-- Short task --
Rewrite the records below as a two-column CSV with the headers "prompt" and "outline," giving one row per record. Put each field in double quotes, replace any line breaks with spaces, and omit the pictures.

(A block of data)
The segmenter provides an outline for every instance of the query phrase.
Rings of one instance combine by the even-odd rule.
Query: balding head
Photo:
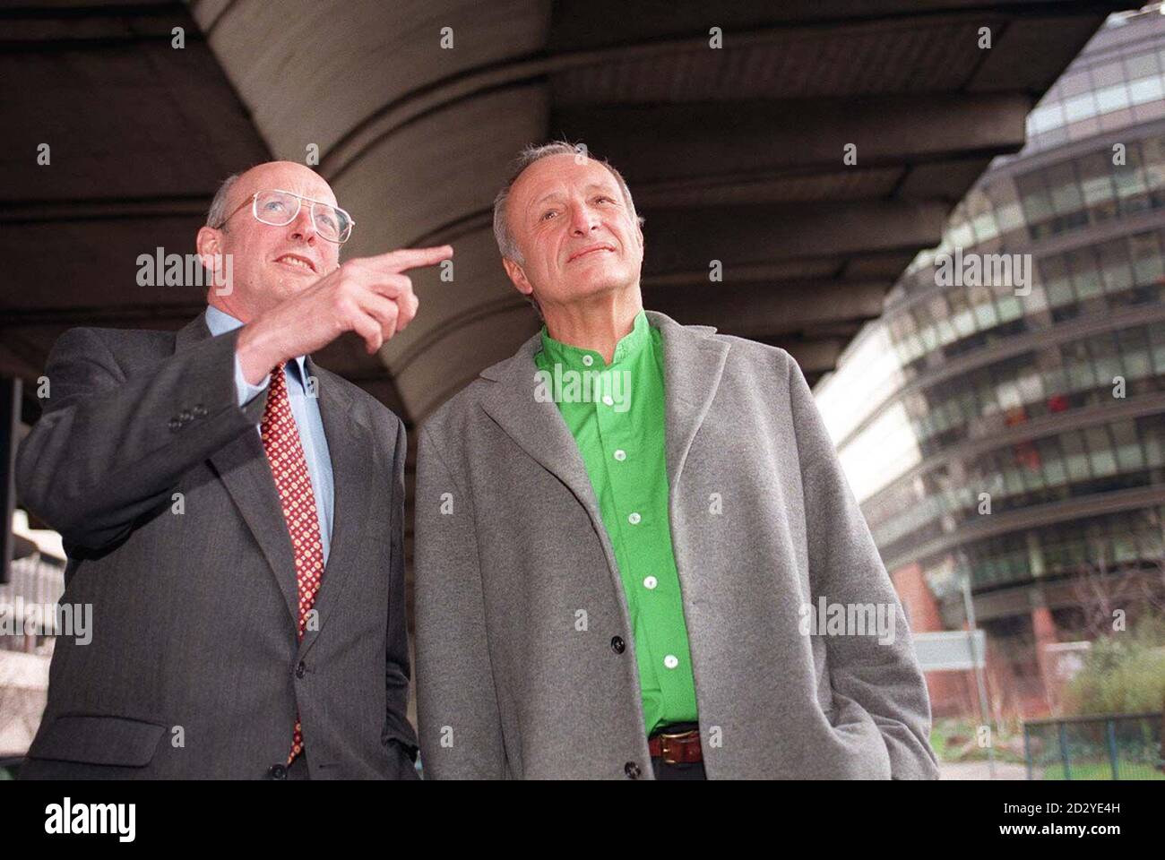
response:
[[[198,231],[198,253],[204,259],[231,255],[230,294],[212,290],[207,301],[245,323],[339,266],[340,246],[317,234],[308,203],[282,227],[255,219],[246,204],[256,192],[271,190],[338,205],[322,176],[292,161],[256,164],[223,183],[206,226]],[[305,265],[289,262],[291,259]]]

-- Full solution --
prompt,outline
"The segmenter provides an outline for every instance of the query phrase. Rings of one instance combine by the even-odd rule. Query: balding head Photo: response:","[[[198,231],[198,253],[204,259],[231,255],[230,294],[212,290],[207,301],[245,323],[339,266],[340,246],[317,234],[308,203],[282,227],[255,219],[246,204],[256,192],[271,190],[338,205],[322,176],[292,161],[256,164],[223,183],[206,226]],[[305,265],[289,262],[291,259]]]"